--- EXERCISE ---
Find the line with "For each instance of the dark" in the entries below, then reproduce it and every line after it down to and including the line with "For each instance of the pencil", exactly.

*** Opening of RECORDS TO USE ***

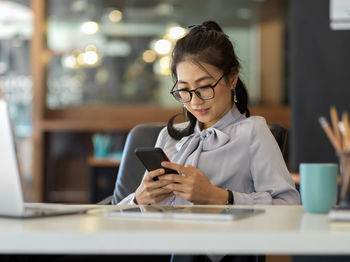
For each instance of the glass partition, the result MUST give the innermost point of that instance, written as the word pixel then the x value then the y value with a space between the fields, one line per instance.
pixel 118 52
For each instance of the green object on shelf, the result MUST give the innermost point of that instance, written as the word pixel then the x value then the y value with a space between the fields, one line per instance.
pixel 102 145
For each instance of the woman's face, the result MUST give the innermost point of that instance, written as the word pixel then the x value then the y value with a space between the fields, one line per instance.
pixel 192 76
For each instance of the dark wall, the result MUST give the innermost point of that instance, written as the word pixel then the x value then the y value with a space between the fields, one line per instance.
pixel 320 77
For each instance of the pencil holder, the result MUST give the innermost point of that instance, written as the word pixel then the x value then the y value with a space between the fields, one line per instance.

*** Close of RECORDS TO USE ***
*** Opening of RECORDS TO USE ***

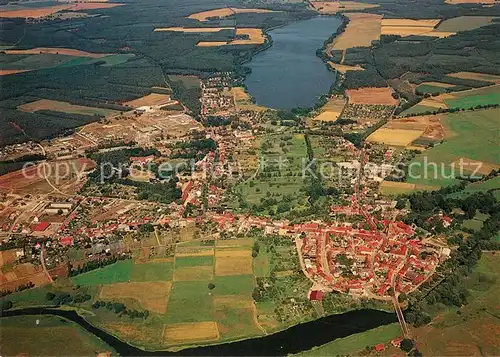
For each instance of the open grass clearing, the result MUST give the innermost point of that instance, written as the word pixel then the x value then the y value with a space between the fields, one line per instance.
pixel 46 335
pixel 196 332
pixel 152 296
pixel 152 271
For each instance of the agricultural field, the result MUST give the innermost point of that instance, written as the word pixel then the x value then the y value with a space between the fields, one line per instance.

*** Close of RECORDS TO USE ***

--- SOLUTION TO THIS TASK ---
For each instance of the dark wall, the result MUST give the innermost point of that instance, written as the word pixel then the x value then the y value with a space between the fields, one line per instance.
pixel 320 77
For each instance of the pencil holder, the result MUST give the innermost point of that instance, written as the word pixel then the x value then the y value with a space between the fields, one line per instance.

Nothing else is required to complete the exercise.